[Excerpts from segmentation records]
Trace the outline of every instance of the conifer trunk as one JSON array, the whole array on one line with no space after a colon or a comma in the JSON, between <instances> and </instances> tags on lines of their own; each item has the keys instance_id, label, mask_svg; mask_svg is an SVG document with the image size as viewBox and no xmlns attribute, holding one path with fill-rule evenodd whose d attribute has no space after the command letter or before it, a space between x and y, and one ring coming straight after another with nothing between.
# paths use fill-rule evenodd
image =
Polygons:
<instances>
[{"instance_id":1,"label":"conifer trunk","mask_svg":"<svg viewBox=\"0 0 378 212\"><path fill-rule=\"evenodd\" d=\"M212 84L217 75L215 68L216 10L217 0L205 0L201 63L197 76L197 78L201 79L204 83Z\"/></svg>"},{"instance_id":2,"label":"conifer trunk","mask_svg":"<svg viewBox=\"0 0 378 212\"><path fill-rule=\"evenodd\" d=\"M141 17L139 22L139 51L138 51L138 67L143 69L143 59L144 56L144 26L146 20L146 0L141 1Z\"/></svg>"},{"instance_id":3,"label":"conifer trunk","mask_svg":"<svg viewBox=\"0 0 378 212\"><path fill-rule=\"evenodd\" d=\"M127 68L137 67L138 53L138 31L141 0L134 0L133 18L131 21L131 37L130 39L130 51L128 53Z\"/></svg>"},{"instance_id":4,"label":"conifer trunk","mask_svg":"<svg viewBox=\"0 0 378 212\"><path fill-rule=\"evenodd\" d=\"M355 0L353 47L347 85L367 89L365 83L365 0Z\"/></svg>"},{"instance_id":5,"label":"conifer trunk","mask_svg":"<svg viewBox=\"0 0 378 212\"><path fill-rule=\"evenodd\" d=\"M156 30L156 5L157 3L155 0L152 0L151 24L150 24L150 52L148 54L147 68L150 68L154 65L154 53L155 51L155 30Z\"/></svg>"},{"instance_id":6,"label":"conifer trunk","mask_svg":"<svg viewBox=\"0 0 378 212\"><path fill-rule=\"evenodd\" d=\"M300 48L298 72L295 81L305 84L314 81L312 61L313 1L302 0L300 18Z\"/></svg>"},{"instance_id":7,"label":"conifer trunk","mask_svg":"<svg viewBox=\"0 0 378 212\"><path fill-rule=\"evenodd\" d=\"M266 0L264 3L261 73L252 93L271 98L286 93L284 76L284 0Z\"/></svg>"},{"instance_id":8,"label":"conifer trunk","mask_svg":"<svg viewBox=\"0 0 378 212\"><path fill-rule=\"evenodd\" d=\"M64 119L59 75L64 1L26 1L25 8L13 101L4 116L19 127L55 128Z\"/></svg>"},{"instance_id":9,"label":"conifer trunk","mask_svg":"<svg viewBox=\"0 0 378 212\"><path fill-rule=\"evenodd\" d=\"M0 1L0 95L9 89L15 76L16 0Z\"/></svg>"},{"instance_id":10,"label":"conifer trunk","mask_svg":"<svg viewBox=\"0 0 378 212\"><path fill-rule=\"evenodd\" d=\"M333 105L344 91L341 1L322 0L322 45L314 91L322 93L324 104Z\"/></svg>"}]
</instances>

▶ _Your objective_: Copy out all of the records above with nothing altered.

▶ _Output_:
Trace the outline of every instance of the conifer trunk as one JSON array, the whole array on one line with no space after a colon or a comma in the JSON, between <instances> and </instances> tags on lines of their own; each item has the keys instance_id, label, mask_svg; mask_svg is an SVG document with the image size as viewBox and no xmlns attribute, holding one path with fill-rule evenodd whose d attribute has no space after the command letter or before it, a space between x and y, and one ring coming straight after another with nothing between.
# paths use fill-rule evenodd
image =
Polygons:
<instances>
[{"instance_id":1,"label":"conifer trunk","mask_svg":"<svg viewBox=\"0 0 378 212\"><path fill-rule=\"evenodd\" d=\"M212 84L217 75L215 68L216 10L217 0L205 0L201 63L197 76L197 78L201 79L204 83Z\"/></svg>"},{"instance_id":2,"label":"conifer trunk","mask_svg":"<svg viewBox=\"0 0 378 212\"><path fill-rule=\"evenodd\" d=\"M141 17L139 22L139 51L138 51L138 67L143 69L143 59L144 56L144 26L146 20L146 0L141 1Z\"/></svg>"},{"instance_id":3,"label":"conifer trunk","mask_svg":"<svg viewBox=\"0 0 378 212\"><path fill-rule=\"evenodd\" d=\"M127 68L137 67L138 53L138 31L141 0L134 0L133 18L131 21L131 37L130 39L130 51L128 53Z\"/></svg>"},{"instance_id":4,"label":"conifer trunk","mask_svg":"<svg viewBox=\"0 0 378 212\"><path fill-rule=\"evenodd\" d=\"M355 0L353 47L347 85L367 89L365 83L365 0Z\"/></svg>"},{"instance_id":5,"label":"conifer trunk","mask_svg":"<svg viewBox=\"0 0 378 212\"><path fill-rule=\"evenodd\" d=\"M156 30L156 5L157 3L155 0L152 0L151 24L150 24L150 52L148 54L147 68L150 68L154 65L154 53L155 51L155 30Z\"/></svg>"},{"instance_id":6,"label":"conifer trunk","mask_svg":"<svg viewBox=\"0 0 378 212\"><path fill-rule=\"evenodd\" d=\"M300 48L298 72L295 81L305 84L314 81L312 61L313 1L302 0L300 18Z\"/></svg>"},{"instance_id":7,"label":"conifer trunk","mask_svg":"<svg viewBox=\"0 0 378 212\"><path fill-rule=\"evenodd\" d=\"M266 0L264 3L261 73L252 93L271 98L286 93L284 76L284 0Z\"/></svg>"},{"instance_id":8,"label":"conifer trunk","mask_svg":"<svg viewBox=\"0 0 378 212\"><path fill-rule=\"evenodd\" d=\"M64 119L59 75L64 1L26 1L25 8L13 101L4 116L19 127L55 128Z\"/></svg>"},{"instance_id":9,"label":"conifer trunk","mask_svg":"<svg viewBox=\"0 0 378 212\"><path fill-rule=\"evenodd\" d=\"M0 1L0 95L9 89L15 76L16 0Z\"/></svg>"},{"instance_id":10,"label":"conifer trunk","mask_svg":"<svg viewBox=\"0 0 378 212\"><path fill-rule=\"evenodd\" d=\"M333 105L344 91L341 1L322 0L322 45L314 91L322 93L324 104Z\"/></svg>"}]
</instances>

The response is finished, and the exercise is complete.